EXERCISE BRIEF —
Reproduce every line of the listing as written, apart from the pictures.
[start INFORMATION SUPPLIED]
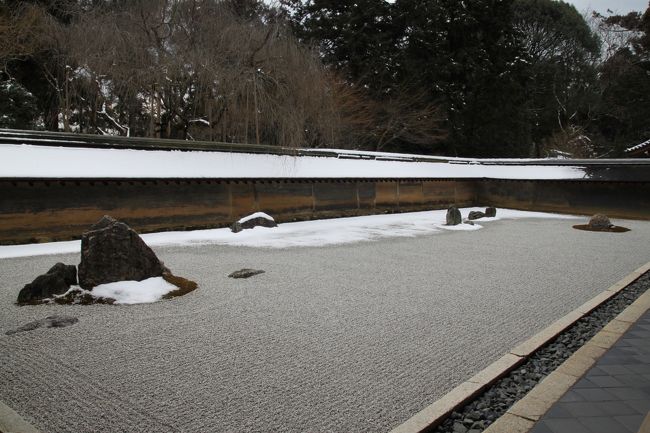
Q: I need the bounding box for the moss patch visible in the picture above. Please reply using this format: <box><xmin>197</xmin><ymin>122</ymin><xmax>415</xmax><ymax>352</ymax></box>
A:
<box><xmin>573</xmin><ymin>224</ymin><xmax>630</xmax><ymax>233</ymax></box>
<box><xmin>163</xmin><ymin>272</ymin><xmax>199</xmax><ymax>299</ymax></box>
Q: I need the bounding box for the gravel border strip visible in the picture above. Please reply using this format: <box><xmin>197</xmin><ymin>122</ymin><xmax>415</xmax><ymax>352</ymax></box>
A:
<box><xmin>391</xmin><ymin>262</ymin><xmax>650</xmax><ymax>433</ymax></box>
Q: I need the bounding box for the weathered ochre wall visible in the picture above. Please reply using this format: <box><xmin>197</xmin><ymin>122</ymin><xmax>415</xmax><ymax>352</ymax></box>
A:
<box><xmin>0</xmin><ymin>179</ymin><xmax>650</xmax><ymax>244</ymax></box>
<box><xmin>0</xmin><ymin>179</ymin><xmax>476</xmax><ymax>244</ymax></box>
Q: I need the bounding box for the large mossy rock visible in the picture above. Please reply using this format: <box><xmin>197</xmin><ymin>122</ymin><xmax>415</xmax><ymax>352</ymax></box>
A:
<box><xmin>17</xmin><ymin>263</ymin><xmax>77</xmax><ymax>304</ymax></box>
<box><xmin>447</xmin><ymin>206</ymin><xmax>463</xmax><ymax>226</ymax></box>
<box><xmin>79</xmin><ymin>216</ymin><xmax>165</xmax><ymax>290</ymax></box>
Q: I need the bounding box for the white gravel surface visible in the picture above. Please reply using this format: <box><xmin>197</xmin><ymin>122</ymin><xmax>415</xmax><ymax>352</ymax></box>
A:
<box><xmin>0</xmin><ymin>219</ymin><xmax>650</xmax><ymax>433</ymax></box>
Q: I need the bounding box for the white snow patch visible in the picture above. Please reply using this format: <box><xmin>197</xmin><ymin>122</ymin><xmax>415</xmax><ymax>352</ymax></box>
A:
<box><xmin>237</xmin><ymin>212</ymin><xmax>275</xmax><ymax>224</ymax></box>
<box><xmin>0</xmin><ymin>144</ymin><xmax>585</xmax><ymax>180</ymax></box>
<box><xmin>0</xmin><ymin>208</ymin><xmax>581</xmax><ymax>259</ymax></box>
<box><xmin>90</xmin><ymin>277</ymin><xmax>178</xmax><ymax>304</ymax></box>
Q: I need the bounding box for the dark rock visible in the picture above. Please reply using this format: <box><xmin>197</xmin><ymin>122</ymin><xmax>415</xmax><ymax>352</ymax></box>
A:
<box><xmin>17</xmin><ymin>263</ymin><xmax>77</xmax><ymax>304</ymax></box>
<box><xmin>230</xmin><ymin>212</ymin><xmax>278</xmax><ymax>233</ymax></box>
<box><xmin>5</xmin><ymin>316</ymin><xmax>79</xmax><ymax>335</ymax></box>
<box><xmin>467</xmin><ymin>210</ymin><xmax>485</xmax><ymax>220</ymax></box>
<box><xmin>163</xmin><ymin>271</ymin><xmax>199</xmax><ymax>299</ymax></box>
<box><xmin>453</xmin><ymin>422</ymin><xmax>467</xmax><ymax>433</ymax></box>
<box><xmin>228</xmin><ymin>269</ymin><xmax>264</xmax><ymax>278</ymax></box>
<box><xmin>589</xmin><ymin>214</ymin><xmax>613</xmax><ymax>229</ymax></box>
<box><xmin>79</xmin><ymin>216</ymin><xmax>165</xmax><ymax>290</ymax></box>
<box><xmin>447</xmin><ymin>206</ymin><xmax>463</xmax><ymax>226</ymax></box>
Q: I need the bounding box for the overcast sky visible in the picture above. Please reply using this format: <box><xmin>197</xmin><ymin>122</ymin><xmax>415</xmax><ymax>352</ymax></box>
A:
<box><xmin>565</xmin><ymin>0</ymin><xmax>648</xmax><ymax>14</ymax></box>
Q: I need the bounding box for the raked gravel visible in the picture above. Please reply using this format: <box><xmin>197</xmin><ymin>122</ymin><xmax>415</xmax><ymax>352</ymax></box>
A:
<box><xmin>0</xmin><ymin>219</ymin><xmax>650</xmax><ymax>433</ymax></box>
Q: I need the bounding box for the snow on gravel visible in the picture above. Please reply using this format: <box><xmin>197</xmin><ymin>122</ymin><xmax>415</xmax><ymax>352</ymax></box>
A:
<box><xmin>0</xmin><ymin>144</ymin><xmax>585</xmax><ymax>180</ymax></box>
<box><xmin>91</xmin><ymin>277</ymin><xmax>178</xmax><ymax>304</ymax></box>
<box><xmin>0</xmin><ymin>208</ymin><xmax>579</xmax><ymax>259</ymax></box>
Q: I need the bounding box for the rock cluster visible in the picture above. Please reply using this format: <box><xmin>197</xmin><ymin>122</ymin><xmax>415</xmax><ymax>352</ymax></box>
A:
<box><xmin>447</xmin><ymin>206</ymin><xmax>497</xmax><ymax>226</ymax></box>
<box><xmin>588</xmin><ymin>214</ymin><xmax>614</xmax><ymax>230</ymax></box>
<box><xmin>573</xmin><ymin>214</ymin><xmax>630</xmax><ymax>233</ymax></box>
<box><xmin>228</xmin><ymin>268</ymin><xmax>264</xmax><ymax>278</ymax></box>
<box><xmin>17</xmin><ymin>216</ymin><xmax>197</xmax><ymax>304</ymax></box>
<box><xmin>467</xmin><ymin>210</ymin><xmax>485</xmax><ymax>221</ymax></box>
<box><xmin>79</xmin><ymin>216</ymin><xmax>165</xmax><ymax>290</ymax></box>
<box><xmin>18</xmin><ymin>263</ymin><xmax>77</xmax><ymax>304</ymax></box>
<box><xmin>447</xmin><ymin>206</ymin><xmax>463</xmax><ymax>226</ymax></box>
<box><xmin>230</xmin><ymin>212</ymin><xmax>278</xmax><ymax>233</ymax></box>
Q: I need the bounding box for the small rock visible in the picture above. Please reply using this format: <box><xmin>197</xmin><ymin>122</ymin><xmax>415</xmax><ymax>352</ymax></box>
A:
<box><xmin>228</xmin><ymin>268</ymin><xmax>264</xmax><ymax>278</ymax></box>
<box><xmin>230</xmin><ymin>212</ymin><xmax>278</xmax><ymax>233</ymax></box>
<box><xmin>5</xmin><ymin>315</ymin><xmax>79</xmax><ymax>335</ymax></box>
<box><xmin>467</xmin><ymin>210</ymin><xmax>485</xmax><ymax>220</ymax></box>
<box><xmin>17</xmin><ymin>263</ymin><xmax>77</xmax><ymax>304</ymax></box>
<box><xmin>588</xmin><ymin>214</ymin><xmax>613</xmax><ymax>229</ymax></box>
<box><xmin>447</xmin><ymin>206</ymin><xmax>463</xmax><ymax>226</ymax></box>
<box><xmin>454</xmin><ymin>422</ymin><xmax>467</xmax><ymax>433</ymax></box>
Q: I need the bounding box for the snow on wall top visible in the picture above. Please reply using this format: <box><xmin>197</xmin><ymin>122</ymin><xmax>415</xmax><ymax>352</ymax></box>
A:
[end INFORMATION SUPPLIED]
TASK RESULT —
Q: I need the bounding box for the moss patch visible in the picture above. Please reply using this format: <box><xmin>197</xmin><ymin>122</ymin><xmax>415</xmax><ymax>352</ymax></box>
A:
<box><xmin>573</xmin><ymin>224</ymin><xmax>630</xmax><ymax>233</ymax></box>
<box><xmin>163</xmin><ymin>272</ymin><xmax>199</xmax><ymax>299</ymax></box>
Q: I need the bounding box for the gravel border strip visible in the picture above. Please reply using this format: <box><xmin>197</xmin><ymin>122</ymin><xmax>415</xmax><ymax>352</ymax></box>
A:
<box><xmin>391</xmin><ymin>262</ymin><xmax>650</xmax><ymax>433</ymax></box>
Q: I need the bounding box for the weathered ochre wall visible in the picture above. Please reply using this format: <box><xmin>197</xmin><ymin>122</ymin><xmax>415</xmax><ymax>352</ymax></box>
A:
<box><xmin>0</xmin><ymin>179</ymin><xmax>650</xmax><ymax>244</ymax></box>
<box><xmin>0</xmin><ymin>179</ymin><xmax>476</xmax><ymax>244</ymax></box>
Q: I need the bounding box for the large mossy rock visible in the picture above. Please reply using this format: <box><xmin>197</xmin><ymin>122</ymin><xmax>415</xmax><ymax>352</ymax></box>
A:
<box><xmin>17</xmin><ymin>263</ymin><xmax>77</xmax><ymax>304</ymax></box>
<box><xmin>447</xmin><ymin>206</ymin><xmax>463</xmax><ymax>226</ymax></box>
<box><xmin>79</xmin><ymin>216</ymin><xmax>165</xmax><ymax>290</ymax></box>
Q: I need the bounding box for the white gravel surface visible in the picture above. Please reply using this format: <box><xmin>197</xmin><ymin>122</ymin><xmax>415</xmax><ymax>352</ymax></box>
A:
<box><xmin>0</xmin><ymin>219</ymin><xmax>650</xmax><ymax>433</ymax></box>
Q: I need the bounding box for the white snow patch visible in the picture above. Please reply using this format: <box><xmin>197</xmin><ymin>122</ymin><xmax>415</xmax><ymax>352</ymax></box>
A:
<box><xmin>237</xmin><ymin>212</ymin><xmax>275</xmax><ymax>224</ymax></box>
<box><xmin>0</xmin><ymin>144</ymin><xmax>585</xmax><ymax>180</ymax></box>
<box><xmin>0</xmin><ymin>208</ymin><xmax>581</xmax><ymax>259</ymax></box>
<box><xmin>90</xmin><ymin>277</ymin><xmax>178</xmax><ymax>304</ymax></box>
Q: I need the bounding box for the dark rock visible in the picture above. Please reply using this format: <box><xmin>197</xmin><ymin>122</ymin><xmax>415</xmax><ymax>352</ymax></box>
A:
<box><xmin>17</xmin><ymin>263</ymin><xmax>77</xmax><ymax>304</ymax></box>
<box><xmin>230</xmin><ymin>212</ymin><xmax>278</xmax><ymax>233</ymax></box>
<box><xmin>5</xmin><ymin>316</ymin><xmax>79</xmax><ymax>335</ymax></box>
<box><xmin>467</xmin><ymin>210</ymin><xmax>485</xmax><ymax>220</ymax></box>
<box><xmin>163</xmin><ymin>271</ymin><xmax>199</xmax><ymax>299</ymax></box>
<box><xmin>453</xmin><ymin>422</ymin><xmax>467</xmax><ymax>433</ymax></box>
<box><xmin>228</xmin><ymin>269</ymin><xmax>264</xmax><ymax>278</ymax></box>
<box><xmin>589</xmin><ymin>214</ymin><xmax>613</xmax><ymax>229</ymax></box>
<box><xmin>79</xmin><ymin>216</ymin><xmax>165</xmax><ymax>290</ymax></box>
<box><xmin>447</xmin><ymin>206</ymin><xmax>463</xmax><ymax>226</ymax></box>
Q: I need the bounding box for the overcast sky visible in the picture above. Please reply using this format: <box><xmin>197</xmin><ymin>122</ymin><xmax>415</xmax><ymax>352</ymax></box>
A:
<box><xmin>565</xmin><ymin>0</ymin><xmax>648</xmax><ymax>14</ymax></box>
Q: I need the bounding box for the raked gravel visible in the picture above. Please reply using this format: <box><xmin>197</xmin><ymin>122</ymin><xmax>415</xmax><ymax>352</ymax></box>
A:
<box><xmin>0</xmin><ymin>219</ymin><xmax>650</xmax><ymax>433</ymax></box>
Q: I need the bounding box for the snow on gravel visible in the picture above. Please reply using this format: <box><xmin>197</xmin><ymin>122</ymin><xmax>415</xmax><ymax>352</ymax></box>
A:
<box><xmin>0</xmin><ymin>144</ymin><xmax>585</xmax><ymax>180</ymax></box>
<box><xmin>91</xmin><ymin>277</ymin><xmax>178</xmax><ymax>304</ymax></box>
<box><xmin>0</xmin><ymin>208</ymin><xmax>579</xmax><ymax>259</ymax></box>
Q: I need the bounding box for the rock cluster visible in the picture above. Please reply using this format: <box><xmin>197</xmin><ymin>122</ymin><xmax>415</xmax><ymax>352</ymax></box>
A:
<box><xmin>447</xmin><ymin>206</ymin><xmax>497</xmax><ymax>226</ymax></box>
<box><xmin>588</xmin><ymin>214</ymin><xmax>614</xmax><ymax>230</ymax></box>
<box><xmin>573</xmin><ymin>214</ymin><xmax>630</xmax><ymax>233</ymax></box>
<box><xmin>228</xmin><ymin>268</ymin><xmax>264</xmax><ymax>278</ymax></box>
<box><xmin>17</xmin><ymin>216</ymin><xmax>197</xmax><ymax>304</ymax></box>
<box><xmin>467</xmin><ymin>210</ymin><xmax>485</xmax><ymax>221</ymax></box>
<box><xmin>79</xmin><ymin>216</ymin><xmax>165</xmax><ymax>290</ymax></box>
<box><xmin>18</xmin><ymin>263</ymin><xmax>77</xmax><ymax>304</ymax></box>
<box><xmin>447</xmin><ymin>206</ymin><xmax>463</xmax><ymax>226</ymax></box>
<box><xmin>230</xmin><ymin>212</ymin><xmax>278</xmax><ymax>233</ymax></box>
Q: I need the bounding box for the small rock visible in the picture above. Please reply using this format: <box><xmin>197</xmin><ymin>122</ymin><xmax>415</xmax><ymax>352</ymax></box>
A:
<box><xmin>228</xmin><ymin>268</ymin><xmax>264</xmax><ymax>278</ymax></box>
<box><xmin>230</xmin><ymin>212</ymin><xmax>278</xmax><ymax>233</ymax></box>
<box><xmin>5</xmin><ymin>315</ymin><xmax>79</xmax><ymax>335</ymax></box>
<box><xmin>467</xmin><ymin>210</ymin><xmax>485</xmax><ymax>220</ymax></box>
<box><xmin>17</xmin><ymin>263</ymin><xmax>77</xmax><ymax>304</ymax></box>
<box><xmin>588</xmin><ymin>214</ymin><xmax>613</xmax><ymax>229</ymax></box>
<box><xmin>447</xmin><ymin>206</ymin><xmax>463</xmax><ymax>226</ymax></box>
<box><xmin>454</xmin><ymin>422</ymin><xmax>467</xmax><ymax>433</ymax></box>
Q: I need the bounding box for the snow on wall top visible in the picture above. Please reply using this format: <box><xmin>197</xmin><ymin>122</ymin><xmax>415</xmax><ymax>352</ymax></box>
A:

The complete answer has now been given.